┌─ Contenu du listing

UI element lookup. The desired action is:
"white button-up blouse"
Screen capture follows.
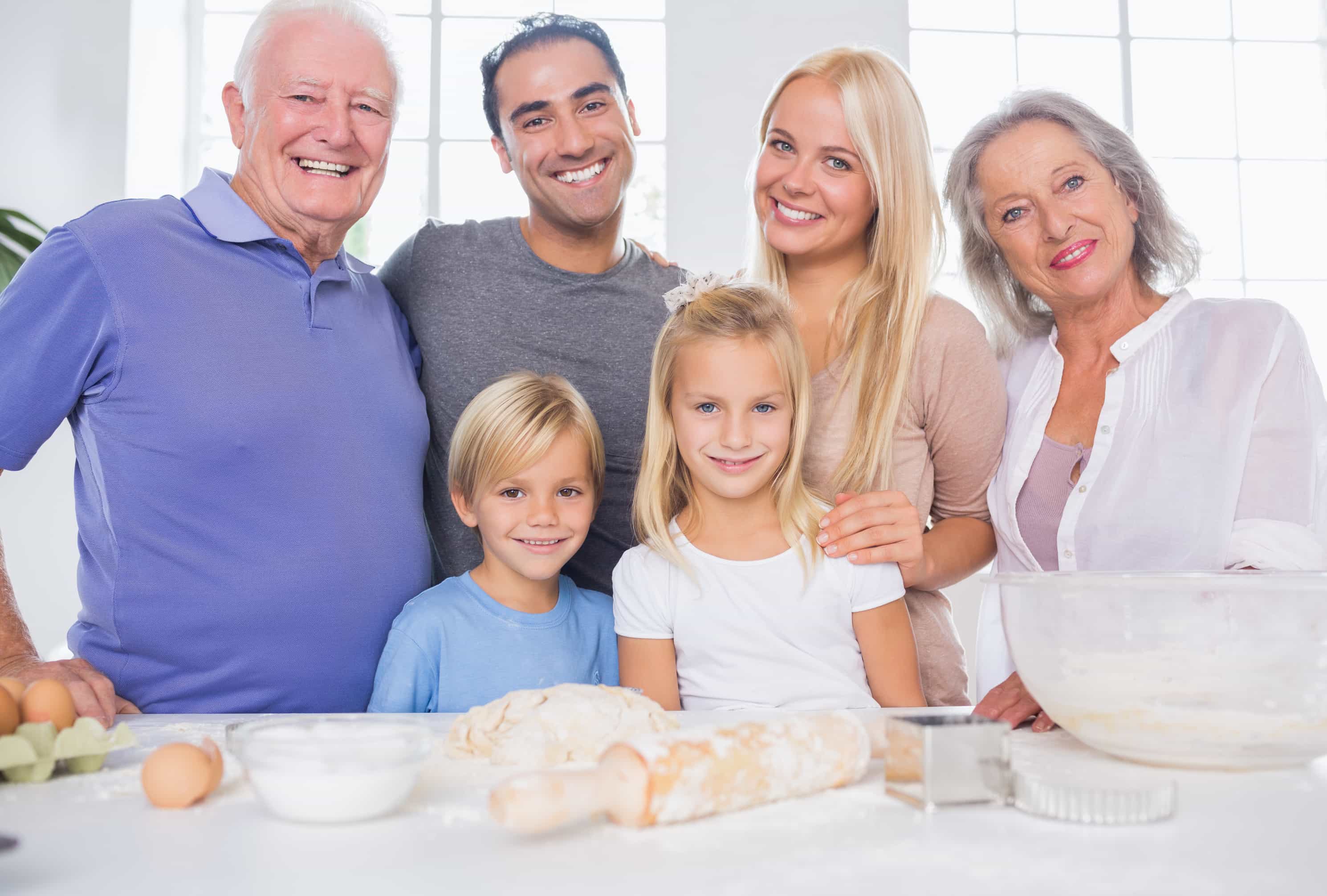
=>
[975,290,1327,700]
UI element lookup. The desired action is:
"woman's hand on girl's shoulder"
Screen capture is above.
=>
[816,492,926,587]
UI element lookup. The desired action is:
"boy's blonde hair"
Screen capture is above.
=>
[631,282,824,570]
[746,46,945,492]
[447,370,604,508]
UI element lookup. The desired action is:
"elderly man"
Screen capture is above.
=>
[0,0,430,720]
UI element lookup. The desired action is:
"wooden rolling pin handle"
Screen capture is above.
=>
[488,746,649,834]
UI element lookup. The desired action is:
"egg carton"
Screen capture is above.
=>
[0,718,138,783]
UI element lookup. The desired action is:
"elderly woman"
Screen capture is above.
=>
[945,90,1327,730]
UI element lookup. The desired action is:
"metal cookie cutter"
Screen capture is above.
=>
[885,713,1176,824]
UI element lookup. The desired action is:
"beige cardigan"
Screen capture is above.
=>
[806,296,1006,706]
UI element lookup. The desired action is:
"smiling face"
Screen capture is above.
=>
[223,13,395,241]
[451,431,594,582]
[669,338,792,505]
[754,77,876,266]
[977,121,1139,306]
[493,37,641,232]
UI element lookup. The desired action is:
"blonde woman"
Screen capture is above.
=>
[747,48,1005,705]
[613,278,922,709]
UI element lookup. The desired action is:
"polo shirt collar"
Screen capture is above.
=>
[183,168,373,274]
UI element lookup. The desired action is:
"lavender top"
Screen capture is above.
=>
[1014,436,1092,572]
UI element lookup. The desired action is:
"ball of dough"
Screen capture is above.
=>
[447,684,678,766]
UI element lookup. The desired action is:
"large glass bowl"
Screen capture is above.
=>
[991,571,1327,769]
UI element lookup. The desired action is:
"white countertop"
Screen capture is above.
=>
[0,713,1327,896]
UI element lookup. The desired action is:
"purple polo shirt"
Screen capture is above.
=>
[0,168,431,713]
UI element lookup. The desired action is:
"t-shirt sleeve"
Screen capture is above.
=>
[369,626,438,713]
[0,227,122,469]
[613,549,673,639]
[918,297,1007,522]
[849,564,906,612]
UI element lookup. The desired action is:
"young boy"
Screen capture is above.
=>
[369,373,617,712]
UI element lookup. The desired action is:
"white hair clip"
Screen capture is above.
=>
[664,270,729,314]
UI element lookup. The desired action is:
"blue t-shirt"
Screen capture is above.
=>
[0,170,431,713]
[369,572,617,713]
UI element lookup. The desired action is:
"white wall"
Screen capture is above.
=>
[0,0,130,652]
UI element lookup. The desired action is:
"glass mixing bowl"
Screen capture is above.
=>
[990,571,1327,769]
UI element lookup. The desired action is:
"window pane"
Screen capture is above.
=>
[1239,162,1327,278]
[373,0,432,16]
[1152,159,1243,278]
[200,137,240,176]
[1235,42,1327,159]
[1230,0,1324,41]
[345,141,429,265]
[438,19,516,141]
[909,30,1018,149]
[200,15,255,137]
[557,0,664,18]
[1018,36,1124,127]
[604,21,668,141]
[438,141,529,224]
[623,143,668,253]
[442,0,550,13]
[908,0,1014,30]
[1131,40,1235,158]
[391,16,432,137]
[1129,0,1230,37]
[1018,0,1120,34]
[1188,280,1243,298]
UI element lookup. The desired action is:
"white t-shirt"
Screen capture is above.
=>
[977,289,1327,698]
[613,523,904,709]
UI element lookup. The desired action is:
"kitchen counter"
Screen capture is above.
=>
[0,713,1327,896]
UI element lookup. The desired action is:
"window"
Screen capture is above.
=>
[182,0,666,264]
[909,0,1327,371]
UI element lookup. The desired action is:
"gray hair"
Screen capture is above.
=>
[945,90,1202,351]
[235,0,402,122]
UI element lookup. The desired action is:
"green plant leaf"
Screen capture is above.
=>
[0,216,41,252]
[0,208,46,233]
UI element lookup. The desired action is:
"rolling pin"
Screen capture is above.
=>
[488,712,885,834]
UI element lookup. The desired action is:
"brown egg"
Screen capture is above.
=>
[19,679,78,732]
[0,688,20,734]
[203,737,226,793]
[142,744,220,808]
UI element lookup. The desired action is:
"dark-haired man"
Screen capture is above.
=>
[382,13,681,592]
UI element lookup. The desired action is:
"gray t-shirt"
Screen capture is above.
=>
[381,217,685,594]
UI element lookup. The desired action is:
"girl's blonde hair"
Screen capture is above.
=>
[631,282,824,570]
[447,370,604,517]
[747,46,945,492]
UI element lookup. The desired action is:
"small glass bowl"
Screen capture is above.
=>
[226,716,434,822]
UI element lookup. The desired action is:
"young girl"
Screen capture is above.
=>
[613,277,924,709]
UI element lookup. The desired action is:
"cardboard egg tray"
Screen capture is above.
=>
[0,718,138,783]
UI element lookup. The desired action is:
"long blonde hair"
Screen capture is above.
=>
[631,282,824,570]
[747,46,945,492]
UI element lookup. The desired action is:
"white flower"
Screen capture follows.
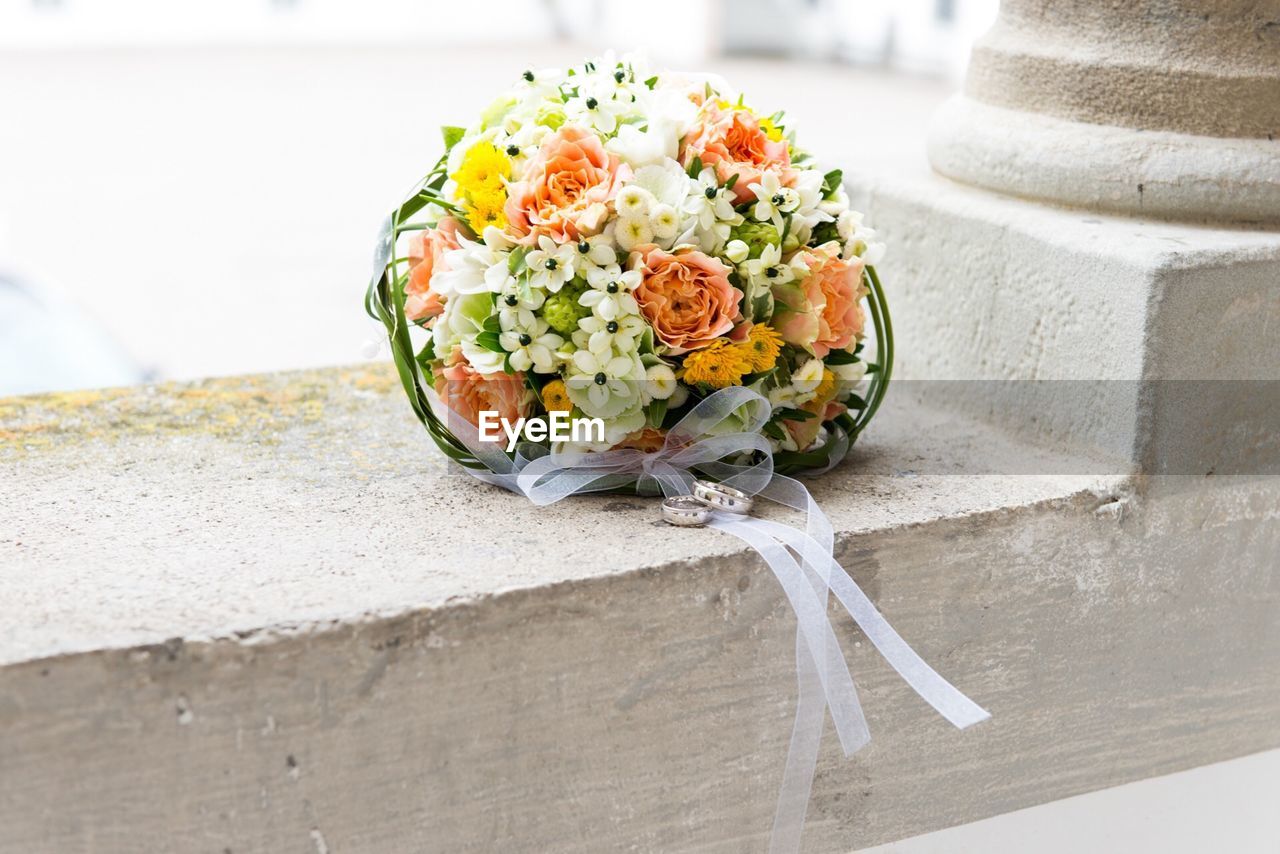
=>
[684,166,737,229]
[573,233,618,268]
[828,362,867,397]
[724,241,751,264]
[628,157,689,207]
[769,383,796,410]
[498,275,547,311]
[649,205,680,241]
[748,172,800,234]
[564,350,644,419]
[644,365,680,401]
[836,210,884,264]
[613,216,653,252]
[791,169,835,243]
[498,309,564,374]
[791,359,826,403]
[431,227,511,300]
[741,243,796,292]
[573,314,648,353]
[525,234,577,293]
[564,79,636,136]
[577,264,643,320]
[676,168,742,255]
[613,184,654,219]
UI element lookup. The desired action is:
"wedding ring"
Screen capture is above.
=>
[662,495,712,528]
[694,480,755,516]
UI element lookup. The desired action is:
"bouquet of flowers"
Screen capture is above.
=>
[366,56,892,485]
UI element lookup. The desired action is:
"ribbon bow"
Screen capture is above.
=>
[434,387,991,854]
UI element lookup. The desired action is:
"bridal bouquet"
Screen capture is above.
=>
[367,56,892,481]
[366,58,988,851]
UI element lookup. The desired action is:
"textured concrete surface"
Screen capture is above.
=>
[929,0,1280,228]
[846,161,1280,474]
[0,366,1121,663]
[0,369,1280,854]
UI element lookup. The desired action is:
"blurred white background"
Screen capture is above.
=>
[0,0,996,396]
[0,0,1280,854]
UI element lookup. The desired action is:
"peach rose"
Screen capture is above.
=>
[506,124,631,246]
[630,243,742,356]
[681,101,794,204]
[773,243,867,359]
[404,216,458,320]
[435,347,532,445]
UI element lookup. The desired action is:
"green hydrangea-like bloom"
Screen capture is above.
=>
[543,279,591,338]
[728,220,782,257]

└─

** Consigne **
Réécrivez le listing depuis son début jusqu'à la ligne contenant "[816,492,926,587]", celle-ci comprise, en gardant les demandes. Multipliez par 1,3 chaque coordonnée des cadres de délimitation donnés en réponse, arrondissez à l'entier le plus proche (les demis vers le haut) et omettez les images.

** Réponse attendue **
UI element lookup. The desired action is:
"white button-up blouse"
Screen capture follows.
=>
[1268,377,1725,910]
UI element lookup. The desired action is:
"woman's hand on girl's shoulder"
Screen capture is above.
=>
[1061,640,1204,763]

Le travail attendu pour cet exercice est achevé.